_Data shown:_
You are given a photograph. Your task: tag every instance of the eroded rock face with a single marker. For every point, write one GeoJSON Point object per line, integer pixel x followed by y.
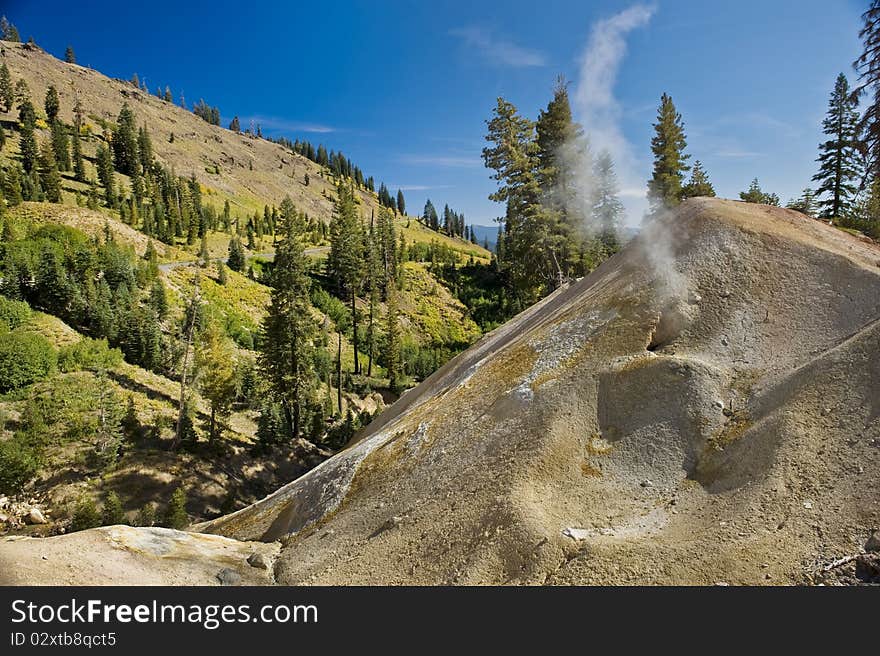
{"type": "Point", "coordinates": [123, 555]}
{"type": "Point", "coordinates": [702, 408]}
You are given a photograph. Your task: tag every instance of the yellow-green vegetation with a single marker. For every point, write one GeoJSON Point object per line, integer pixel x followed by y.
{"type": "Point", "coordinates": [433, 315]}
{"type": "Point", "coordinates": [415, 232]}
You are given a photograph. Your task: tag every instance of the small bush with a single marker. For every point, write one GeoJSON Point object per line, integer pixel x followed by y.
{"type": "Point", "coordinates": [14, 313]}
{"type": "Point", "coordinates": [175, 513]}
{"type": "Point", "coordinates": [113, 513]}
{"type": "Point", "coordinates": [88, 354]}
{"type": "Point", "coordinates": [25, 358]}
{"type": "Point", "coordinates": [85, 515]}
{"type": "Point", "coordinates": [19, 462]}
{"type": "Point", "coordinates": [146, 515]}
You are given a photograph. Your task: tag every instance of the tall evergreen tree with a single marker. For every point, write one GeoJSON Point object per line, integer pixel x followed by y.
{"type": "Point", "coordinates": [104, 163]}
{"type": "Point", "coordinates": [27, 140]}
{"type": "Point", "coordinates": [7, 91]}
{"type": "Point", "coordinates": [8, 31]}
{"type": "Point", "coordinates": [755, 194]}
{"type": "Point", "coordinates": [393, 365]}
{"type": "Point", "coordinates": [531, 245]}
{"type": "Point", "coordinates": [607, 208]}
{"type": "Point", "coordinates": [286, 350]}
{"type": "Point", "coordinates": [805, 203]}
{"type": "Point", "coordinates": [374, 287]}
{"type": "Point", "coordinates": [667, 145]}
{"type": "Point", "coordinates": [60, 145]}
{"type": "Point", "coordinates": [839, 167]}
{"type": "Point", "coordinates": [868, 68]}
{"type": "Point", "coordinates": [216, 379]}
{"type": "Point", "coordinates": [236, 260]}
{"type": "Point", "coordinates": [699, 184]}
{"type": "Point", "coordinates": [345, 262]}
{"type": "Point", "coordinates": [145, 148]}
{"type": "Point", "coordinates": [79, 167]}
{"type": "Point", "coordinates": [50, 178]}
{"type": "Point", "coordinates": [52, 104]}
{"type": "Point", "coordinates": [429, 216]}
{"type": "Point", "coordinates": [125, 147]}
{"type": "Point", "coordinates": [562, 151]}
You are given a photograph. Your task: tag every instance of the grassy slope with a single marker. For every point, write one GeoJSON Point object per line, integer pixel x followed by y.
{"type": "Point", "coordinates": [148, 472]}
{"type": "Point", "coordinates": [252, 172]}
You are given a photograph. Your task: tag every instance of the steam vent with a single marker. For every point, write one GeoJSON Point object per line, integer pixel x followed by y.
{"type": "Point", "coordinates": [702, 409]}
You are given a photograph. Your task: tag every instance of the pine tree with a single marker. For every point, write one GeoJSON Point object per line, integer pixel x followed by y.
{"type": "Point", "coordinates": [699, 184]}
{"type": "Point", "coordinates": [286, 351]}
{"type": "Point", "coordinates": [175, 514]}
{"type": "Point", "coordinates": [113, 513]}
{"type": "Point", "coordinates": [236, 260]}
{"type": "Point", "coordinates": [7, 93]}
{"type": "Point", "coordinates": [204, 257]}
{"type": "Point", "coordinates": [345, 262]}
{"type": "Point", "coordinates": [79, 167]}
{"type": "Point", "coordinates": [8, 31]}
{"type": "Point", "coordinates": [531, 243]}
{"type": "Point", "coordinates": [805, 203]}
{"type": "Point", "coordinates": [50, 178]}
{"type": "Point", "coordinates": [104, 163]}
{"type": "Point", "coordinates": [429, 216]}
{"type": "Point", "coordinates": [562, 150]}
{"type": "Point", "coordinates": [607, 208]}
{"type": "Point", "coordinates": [839, 166]}
{"type": "Point", "coordinates": [27, 140]}
{"type": "Point", "coordinates": [868, 69]}
{"type": "Point", "coordinates": [125, 147]}
{"type": "Point", "coordinates": [667, 145]}
{"type": "Point", "coordinates": [52, 104]}
{"type": "Point", "coordinates": [145, 148]}
{"type": "Point", "coordinates": [754, 194]}
{"type": "Point", "coordinates": [392, 343]}
{"type": "Point", "coordinates": [216, 378]}
{"type": "Point", "coordinates": [12, 186]}
{"type": "Point", "coordinates": [60, 145]}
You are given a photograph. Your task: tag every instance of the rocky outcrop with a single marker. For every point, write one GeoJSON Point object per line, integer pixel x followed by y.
{"type": "Point", "coordinates": [701, 409]}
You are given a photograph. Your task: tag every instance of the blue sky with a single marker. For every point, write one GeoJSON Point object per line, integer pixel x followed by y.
{"type": "Point", "coordinates": [404, 88]}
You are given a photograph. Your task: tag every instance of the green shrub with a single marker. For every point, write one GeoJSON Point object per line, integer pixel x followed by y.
{"type": "Point", "coordinates": [88, 354]}
{"type": "Point", "coordinates": [113, 513]}
{"type": "Point", "coordinates": [146, 515]}
{"type": "Point", "coordinates": [13, 313]}
{"type": "Point", "coordinates": [85, 515]}
{"type": "Point", "coordinates": [175, 514]}
{"type": "Point", "coordinates": [24, 359]}
{"type": "Point", "coordinates": [20, 460]}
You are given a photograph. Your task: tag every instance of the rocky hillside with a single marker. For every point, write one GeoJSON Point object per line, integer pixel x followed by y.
{"type": "Point", "coordinates": [702, 409]}
{"type": "Point", "coordinates": [247, 171]}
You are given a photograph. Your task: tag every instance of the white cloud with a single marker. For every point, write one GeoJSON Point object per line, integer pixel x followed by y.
{"type": "Point", "coordinates": [446, 161]}
{"type": "Point", "coordinates": [499, 50]}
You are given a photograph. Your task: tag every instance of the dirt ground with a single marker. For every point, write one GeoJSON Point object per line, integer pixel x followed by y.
{"type": "Point", "coordinates": [703, 409]}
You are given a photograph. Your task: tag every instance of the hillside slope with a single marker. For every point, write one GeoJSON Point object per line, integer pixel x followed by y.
{"type": "Point", "coordinates": [247, 171]}
{"type": "Point", "coordinates": [710, 419]}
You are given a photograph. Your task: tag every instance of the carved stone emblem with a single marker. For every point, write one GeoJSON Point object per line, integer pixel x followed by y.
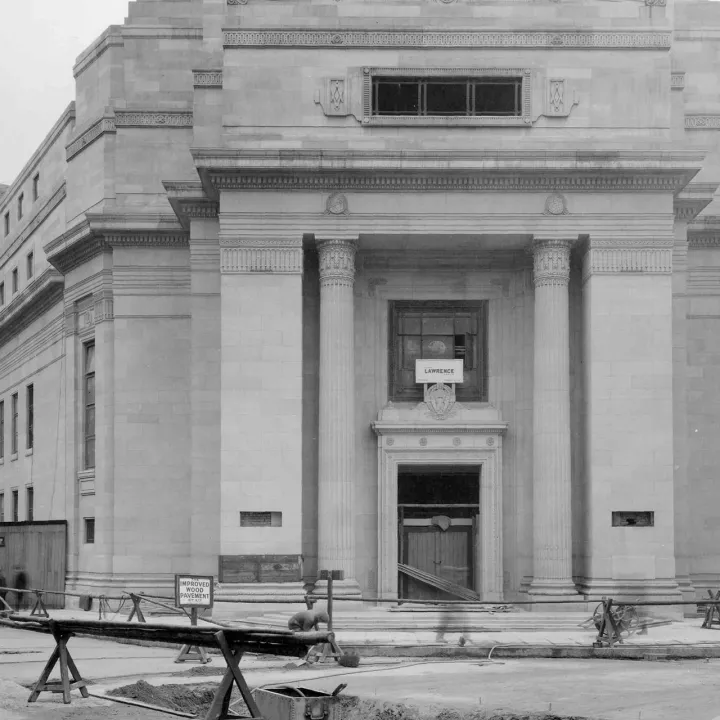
{"type": "Point", "coordinates": [555, 205]}
{"type": "Point", "coordinates": [440, 400]}
{"type": "Point", "coordinates": [336, 204]}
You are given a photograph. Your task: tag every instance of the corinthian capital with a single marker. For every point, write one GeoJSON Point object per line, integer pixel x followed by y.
{"type": "Point", "coordinates": [551, 261]}
{"type": "Point", "coordinates": [337, 261]}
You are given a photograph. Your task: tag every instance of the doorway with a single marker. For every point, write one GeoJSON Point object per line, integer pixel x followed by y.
{"type": "Point", "coordinates": [438, 527]}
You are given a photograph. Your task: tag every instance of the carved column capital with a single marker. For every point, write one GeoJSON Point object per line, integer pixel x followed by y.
{"type": "Point", "coordinates": [551, 261]}
{"type": "Point", "coordinates": [337, 261]}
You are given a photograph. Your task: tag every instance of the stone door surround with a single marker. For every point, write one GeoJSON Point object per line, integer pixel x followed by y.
{"type": "Point", "coordinates": [440, 444]}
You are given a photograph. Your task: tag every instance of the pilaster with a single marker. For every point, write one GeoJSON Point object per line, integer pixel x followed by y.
{"type": "Point", "coordinates": [336, 488]}
{"type": "Point", "coordinates": [628, 364]}
{"type": "Point", "coordinates": [261, 414]}
{"type": "Point", "coordinates": [552, 522]}
{"type": "Point", "coordinates": [680, 427]}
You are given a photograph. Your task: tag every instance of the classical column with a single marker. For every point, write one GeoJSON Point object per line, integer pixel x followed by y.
{"type": "Point", "coordinates": [336, 487]}
{"type": "Point", "coordinates": [552, 539]}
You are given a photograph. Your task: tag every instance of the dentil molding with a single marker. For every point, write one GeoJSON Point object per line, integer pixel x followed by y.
{"type": "Point", "coordinates": [443, 39]}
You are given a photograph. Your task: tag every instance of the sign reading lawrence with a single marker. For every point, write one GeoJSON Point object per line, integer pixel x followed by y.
{"type": "Point", "coordinates": [194, 591]}
{"type": "Point", "coordinates": [445, 371]}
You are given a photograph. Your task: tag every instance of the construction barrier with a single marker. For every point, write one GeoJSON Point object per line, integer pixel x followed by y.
{"type": "Point", "coordinates": [231, 642]}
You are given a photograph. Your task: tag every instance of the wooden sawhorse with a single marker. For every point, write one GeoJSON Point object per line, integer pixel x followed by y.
{"type": "Point", "coordinates": [713, 609]}
{"type": "Point", "coordinates": [67, 667]}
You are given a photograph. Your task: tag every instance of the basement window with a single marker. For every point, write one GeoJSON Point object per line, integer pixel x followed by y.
{"type": "Point", "coordinates": [447, 96]}
{"type": "Point", "coordinates": [464, 96]}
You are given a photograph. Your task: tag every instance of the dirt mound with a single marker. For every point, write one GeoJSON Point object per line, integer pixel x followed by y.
{"type": "Point", "coordinates": [355, 709]}
{"type": "Point", "coordinates": [184, 698]}
{"type": "Point", "coordinates": [197, 699]}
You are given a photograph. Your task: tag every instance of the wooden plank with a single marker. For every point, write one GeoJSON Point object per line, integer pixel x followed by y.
{"type": "Point", "coordinates": [260, 568]}
{"type": "Point", "coordinates": [439, 583]}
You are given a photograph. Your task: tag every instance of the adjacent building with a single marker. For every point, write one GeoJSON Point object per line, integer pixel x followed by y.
{"type": "Point", "coordinates": [218, 270]}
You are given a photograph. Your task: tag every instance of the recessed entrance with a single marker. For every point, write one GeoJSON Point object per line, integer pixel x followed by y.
{"type": "Point", "coordinates": [438, 528]}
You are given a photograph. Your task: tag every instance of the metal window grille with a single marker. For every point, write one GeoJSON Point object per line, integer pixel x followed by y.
{"type": "Point", "coordinates": [89, 406]}
{"type": "Point", "coordinates": [30, 435]}
{"type": "Point", "coordinates": [14, 426]}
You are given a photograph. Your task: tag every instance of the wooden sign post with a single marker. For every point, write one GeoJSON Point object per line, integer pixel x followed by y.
{"type": "Point", "coordinates": [193, 591]}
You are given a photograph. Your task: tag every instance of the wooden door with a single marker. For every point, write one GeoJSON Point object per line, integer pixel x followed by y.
{"type": "Point", "coordinates": [40, 548]}
{"type": "Point", "coordinates": [445, 553]}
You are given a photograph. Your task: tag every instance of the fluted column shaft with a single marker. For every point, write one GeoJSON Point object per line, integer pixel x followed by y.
{"type": "Point", "coordinates": [552, 538]}
{"type": "Point", "coordinates": [336, 501]}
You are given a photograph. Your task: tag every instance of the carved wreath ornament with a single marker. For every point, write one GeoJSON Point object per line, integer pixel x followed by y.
{"type": "Point", "coordinates": [336, 204]}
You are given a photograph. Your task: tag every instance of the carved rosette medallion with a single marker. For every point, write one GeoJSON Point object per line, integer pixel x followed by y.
{"type": "Point", "coordinates": [551, 262]}
{"type": "Point", "coordinates": [337, 261]}
{"type": "Point", "coordinates": [556, 205]}
{"type": "Point", "coordinates": [440, 401]}
{"type": "Point", "coordinates": [336, 204]}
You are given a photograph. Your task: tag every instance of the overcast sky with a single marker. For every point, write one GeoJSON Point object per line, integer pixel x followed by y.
{"type": "Point", "coordinates": [39, 42]}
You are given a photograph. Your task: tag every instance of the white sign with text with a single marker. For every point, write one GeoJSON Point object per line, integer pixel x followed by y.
{"type": "Point", "coordinates": [193, 591]}
{"type": "Point", "coordinates": [434, 371]}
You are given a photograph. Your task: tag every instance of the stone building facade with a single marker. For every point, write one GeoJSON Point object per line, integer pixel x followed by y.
{"type": "Point", "coordinates": [220, 265]}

_Task to carry out:_
Taking the line that contains "the white sign" as the starting point, copy every line through the end of the listing exactly, and write nothing further.

_Output for this exercise:_
You are given a photograph. Your task: tag every instance of the white sign with text with a single marker. For every point, write one GeoJSON Point object per line, integer pixel x followed by y.
{"type": "Point", "coordinates": [193, 591]}
{"type": "Point", "coordinates": [434, 371]}
You are given a photograph. Your task: tag every instance of the stone building facade with a single marker. For every point, write one GeoJSON Point object per line, integer pixel x followed by y.
{"type": "Point", "coordinates": [220, 265]}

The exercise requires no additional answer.